DOCUMENT EXTRACT –
======
Question

If 1 is zero of the polynomial p(x) = ax2 - 3(a-1)x - 1, then the value of 'a' is

Answer 1

Answer: 1

Step-by-step explanation:

p(x) = ax²- 3(a-1)x -1

Given, 1 is its zero

p(x) = a(1)² -3(a-1)1 -1 = 0

a - 3a+3 -1 = 0

-2a + 2 = 0

-2a = -2

a = -2/-2

a = 1

Answer 2

Given:

If 1 is zero of the polynomial p(x) = ax2 - 3(a-1)x - 1

To Find:

Find the value of 'a'

Solution:

Zero of a polynomial is defined when that number is put in the P(x) replacing x then if it is equal to 0 then it is said to be the zero of the polynomial. when a different is obtained then it is said to be the remainder of that (x-a) where a is the number put in the P(x)

Here putting P(1) in the polynomial p(x) and equating it to 0 as it is the zero of the polynomial, we get an equation as,

$P(x)=ax^2-3(a-1)x-1\\P(1)=a*1-3(a-1)-1\\a-3a+3-1=0\\-2a=-2\\a=1$

So the value of a is 1  

Hence, the value of a is 1.
======
RECORDS SUPPLIED –
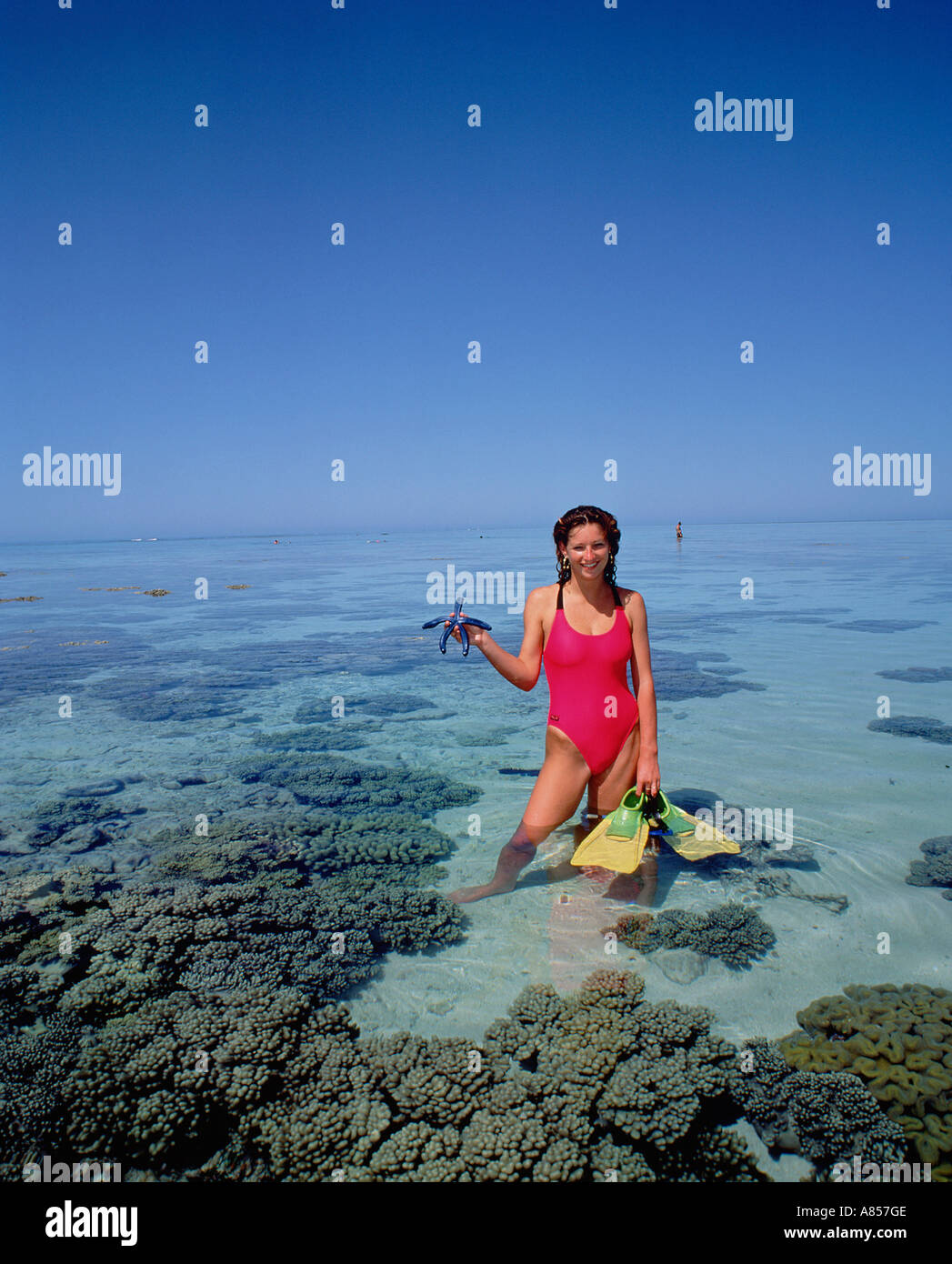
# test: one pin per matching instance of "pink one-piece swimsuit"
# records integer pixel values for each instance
(589, 699)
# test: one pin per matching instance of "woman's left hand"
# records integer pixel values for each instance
(647, 777)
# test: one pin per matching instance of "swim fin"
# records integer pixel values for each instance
(690, 837)
(618, 841)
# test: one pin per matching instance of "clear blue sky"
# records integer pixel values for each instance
(591, 353)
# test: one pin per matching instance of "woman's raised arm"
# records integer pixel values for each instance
(522, 670)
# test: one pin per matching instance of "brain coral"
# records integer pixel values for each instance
(899, 1042)
(826, 1118)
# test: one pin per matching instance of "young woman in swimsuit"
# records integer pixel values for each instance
(599, 732)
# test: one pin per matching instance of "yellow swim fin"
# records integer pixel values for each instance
(618, 841)
(690, 837)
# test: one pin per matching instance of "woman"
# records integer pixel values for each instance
(599, 733)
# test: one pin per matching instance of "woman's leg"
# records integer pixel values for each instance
(556, 797)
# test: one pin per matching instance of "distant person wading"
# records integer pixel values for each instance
(601, 733)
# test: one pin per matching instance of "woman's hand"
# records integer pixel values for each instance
(476, 636)
(647, 777)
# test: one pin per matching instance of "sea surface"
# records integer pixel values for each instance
(770, 645)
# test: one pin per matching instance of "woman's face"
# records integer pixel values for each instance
(588, 550)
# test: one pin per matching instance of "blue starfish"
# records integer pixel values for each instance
(456, 622)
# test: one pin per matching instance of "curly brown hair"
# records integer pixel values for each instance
(578, 517)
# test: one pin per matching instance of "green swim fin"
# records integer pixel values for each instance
(690, 837)
(618, 841)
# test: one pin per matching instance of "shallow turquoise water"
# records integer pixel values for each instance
(764, 702)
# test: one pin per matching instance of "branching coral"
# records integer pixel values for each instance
(732, 932)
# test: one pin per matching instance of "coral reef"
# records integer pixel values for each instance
(149, 939)
(926, 727)
(679, 677)
(353, 787)
(732, 932)
(936, 870)
(378, 704)
(881, 625)
(320, 842)
(826, 1118)
(899, 1042)
(919, 675)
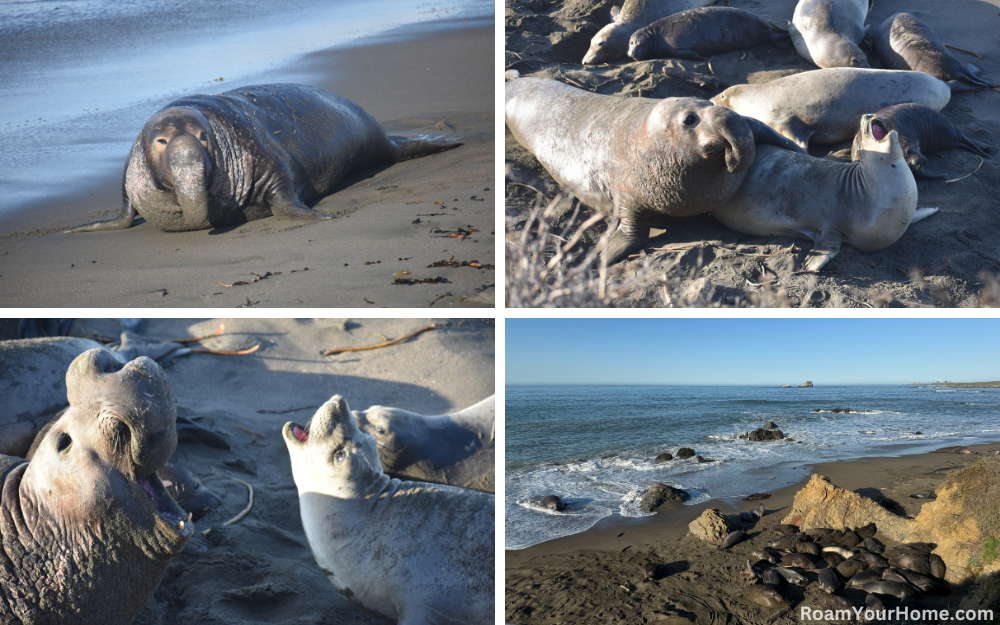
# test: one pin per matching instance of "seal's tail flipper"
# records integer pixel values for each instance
(405, 150)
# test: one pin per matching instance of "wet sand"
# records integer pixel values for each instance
(596, 576)
(411, 80)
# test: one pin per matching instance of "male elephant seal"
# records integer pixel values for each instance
(636, 159)
(827, 32)
(826, 105)
(904, 42)
(409, 552)
(868, 204)
(456, 449)
(88, 529)
(207, 161)
(699, 33)
(611, 42)
(921, 129)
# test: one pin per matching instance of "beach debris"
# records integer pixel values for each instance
(384, 344)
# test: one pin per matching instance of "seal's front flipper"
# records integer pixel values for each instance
(826, 246)
(122, 221)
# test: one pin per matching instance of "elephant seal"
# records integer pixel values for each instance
(697, 33)
(921, 129)
(457, 449)
(634, 159)
(410, 552)
(827, 32)
(867, 204)
(87, 519)
(904, 42)
(611, 42)
(206, 161)
(826, 105)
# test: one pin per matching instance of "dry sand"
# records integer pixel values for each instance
(579, 579)
(951, 250)
(410, 80)
(261, 570)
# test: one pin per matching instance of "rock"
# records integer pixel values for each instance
(659, 494)
(711, 526)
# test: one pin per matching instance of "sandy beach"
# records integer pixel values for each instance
(597, 577)
(948, 260)
(430, 80)
(261, 570)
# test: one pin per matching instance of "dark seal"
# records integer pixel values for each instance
(208, 161)
(698, 33)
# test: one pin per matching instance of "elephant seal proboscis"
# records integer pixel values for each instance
(410, 552)
(922, 129)
(904, 42)
(827, 32)
(826, 105)
(634, 159)
(206, 161)
(867, 204)
(87, 519)
(611, 42)
(698, 33)
(457, 449)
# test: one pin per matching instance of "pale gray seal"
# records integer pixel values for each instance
(636, 159)
(410, 552)
(87, 519)
(206, 161)
(904, 42)
(827, 32)
(611, 42)
(868, 204)
(826, 105)
(698, 33)
(456, 449)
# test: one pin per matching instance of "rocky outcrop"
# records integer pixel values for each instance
(659, 494)
(711, 525)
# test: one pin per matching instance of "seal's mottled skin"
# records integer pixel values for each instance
(700, 33)
(904, 42)
(636, 159)
(407, 552)
(208, 161)
(87, 528)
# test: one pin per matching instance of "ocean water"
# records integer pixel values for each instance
(80, 77)
(594, 445)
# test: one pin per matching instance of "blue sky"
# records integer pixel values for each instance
(751, 351)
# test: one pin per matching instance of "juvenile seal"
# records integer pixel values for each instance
(867, 204)
(921, 130)
(207, 161)
(611, 42)
(827, 32)
(87, 519)
(456, 449)
(410, 552)
(698, 33)
(826, 105)
(636, 159)
(904, 42)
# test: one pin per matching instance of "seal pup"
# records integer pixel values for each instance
(456, 449)
(698, 33)
(611, 42)
(867, 204)
(87, 518)
(410, 552)
(826, 105)
(921, 129)
(207, 161)
(904, 42)
(634, 159)
(827, 32)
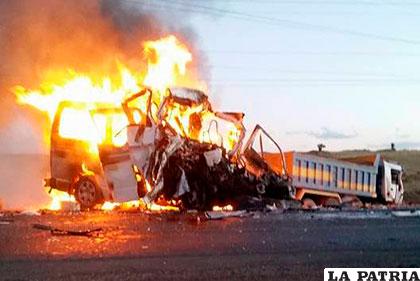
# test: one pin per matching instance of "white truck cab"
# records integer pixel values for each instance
(390, 182)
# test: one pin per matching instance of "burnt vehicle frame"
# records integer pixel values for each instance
(205, 173)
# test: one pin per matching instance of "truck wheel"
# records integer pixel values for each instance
(308, 203)
(86, 193)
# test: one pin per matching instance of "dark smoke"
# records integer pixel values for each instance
(85, 35)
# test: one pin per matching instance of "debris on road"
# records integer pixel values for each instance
(63, 232)
(406, 213)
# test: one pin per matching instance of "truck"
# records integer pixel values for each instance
(121, 153)
(326, 180)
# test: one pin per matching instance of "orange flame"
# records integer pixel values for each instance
(167, 61)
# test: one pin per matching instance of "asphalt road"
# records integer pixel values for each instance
(138, 246)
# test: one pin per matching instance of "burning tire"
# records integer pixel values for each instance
(86, 192)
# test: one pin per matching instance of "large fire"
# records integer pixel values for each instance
(167, 61)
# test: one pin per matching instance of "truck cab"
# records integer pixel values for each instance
(389, 182)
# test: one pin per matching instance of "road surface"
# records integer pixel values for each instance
(137, 246)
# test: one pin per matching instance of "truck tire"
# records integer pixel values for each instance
(86, 192)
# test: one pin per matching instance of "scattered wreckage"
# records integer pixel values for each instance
(178, 151)
(175, 149)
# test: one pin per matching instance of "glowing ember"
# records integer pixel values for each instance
(167, 57)
(57, 199)
(86, 119)
(224, 208)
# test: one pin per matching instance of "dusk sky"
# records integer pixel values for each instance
(344, 73)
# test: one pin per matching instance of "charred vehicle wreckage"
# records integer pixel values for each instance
(170, 147)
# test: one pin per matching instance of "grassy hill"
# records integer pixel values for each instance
(409, 159)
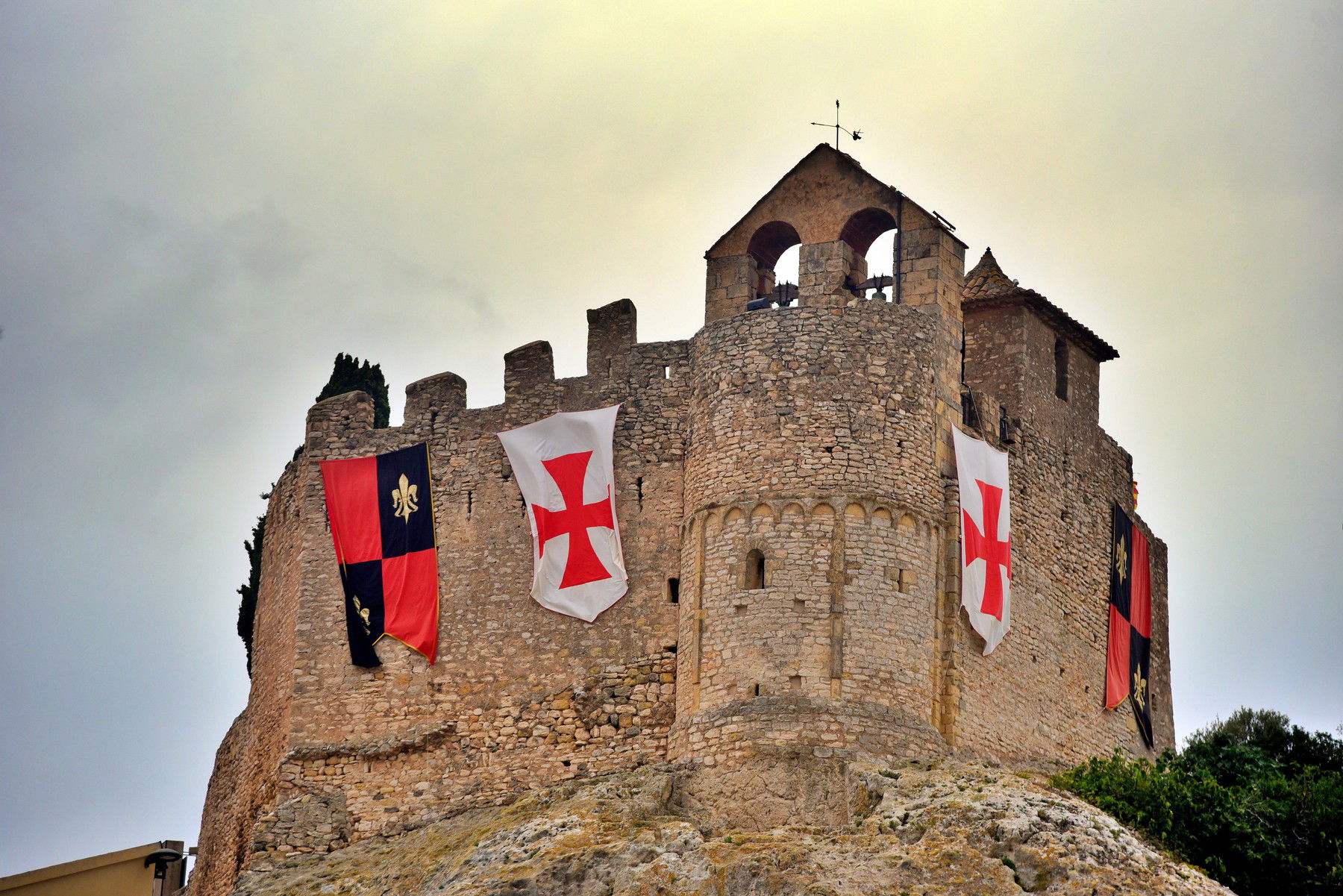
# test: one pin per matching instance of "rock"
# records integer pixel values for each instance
(926, 829)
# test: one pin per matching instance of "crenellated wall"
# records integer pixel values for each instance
(787, 504)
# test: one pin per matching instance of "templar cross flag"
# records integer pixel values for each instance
(564, 466)
(985, 538)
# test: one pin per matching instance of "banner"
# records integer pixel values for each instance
(985, 538)
(564, 468)
(382, 518)
(1128, 656)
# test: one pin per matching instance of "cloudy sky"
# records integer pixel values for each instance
(201, 204)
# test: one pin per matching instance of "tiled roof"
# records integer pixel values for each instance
(987, 278)
(987, 288)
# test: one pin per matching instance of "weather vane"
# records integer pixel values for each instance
(856, 134)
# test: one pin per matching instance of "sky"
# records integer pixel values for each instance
(201, 204)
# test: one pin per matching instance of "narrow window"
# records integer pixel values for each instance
(755, 570)
(1061, 369)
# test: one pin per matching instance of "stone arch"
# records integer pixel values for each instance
(766, 246)
(865, 226)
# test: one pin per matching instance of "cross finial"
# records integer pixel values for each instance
(856, 134)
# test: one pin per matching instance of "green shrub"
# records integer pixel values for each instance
(1255, 802)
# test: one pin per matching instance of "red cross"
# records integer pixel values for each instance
(994, 552)
(574, 519)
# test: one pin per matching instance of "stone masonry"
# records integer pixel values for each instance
(789, 511)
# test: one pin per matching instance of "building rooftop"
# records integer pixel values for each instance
======
TO BE DONE –
a - In the polynomial Q&A, what value of 'a' do the solutions arrive at?
b - Repeat everything in the polynomial Q&A from "Zero of a polynomial" down to "value of a is 1.".
The material has no connection to the polynomial Q&A.

RESULTS OF THE TASKS –
a - a = 1

b -
Zero of a polynomial is defined when that number is put in the P(x) replacing x then if it is equal to 0 then it is said to be the zero of the polynomial. when a different is obtained then it is said to be the remainder of that (x-a) where a is the number put in the P(x)

Here putting P(1) in the polynomial p(x) and equating it to 0 as it is the zero of the polynomial, we get an equation as,

$P(x)=ax^2-3(a-1)x-1\\P(1)=a*1-3(a-1)-1\\a-3a+3-1=0\\-2a=-2\\a=1$

So the value of a is 1  

Hence, the value of a is 1.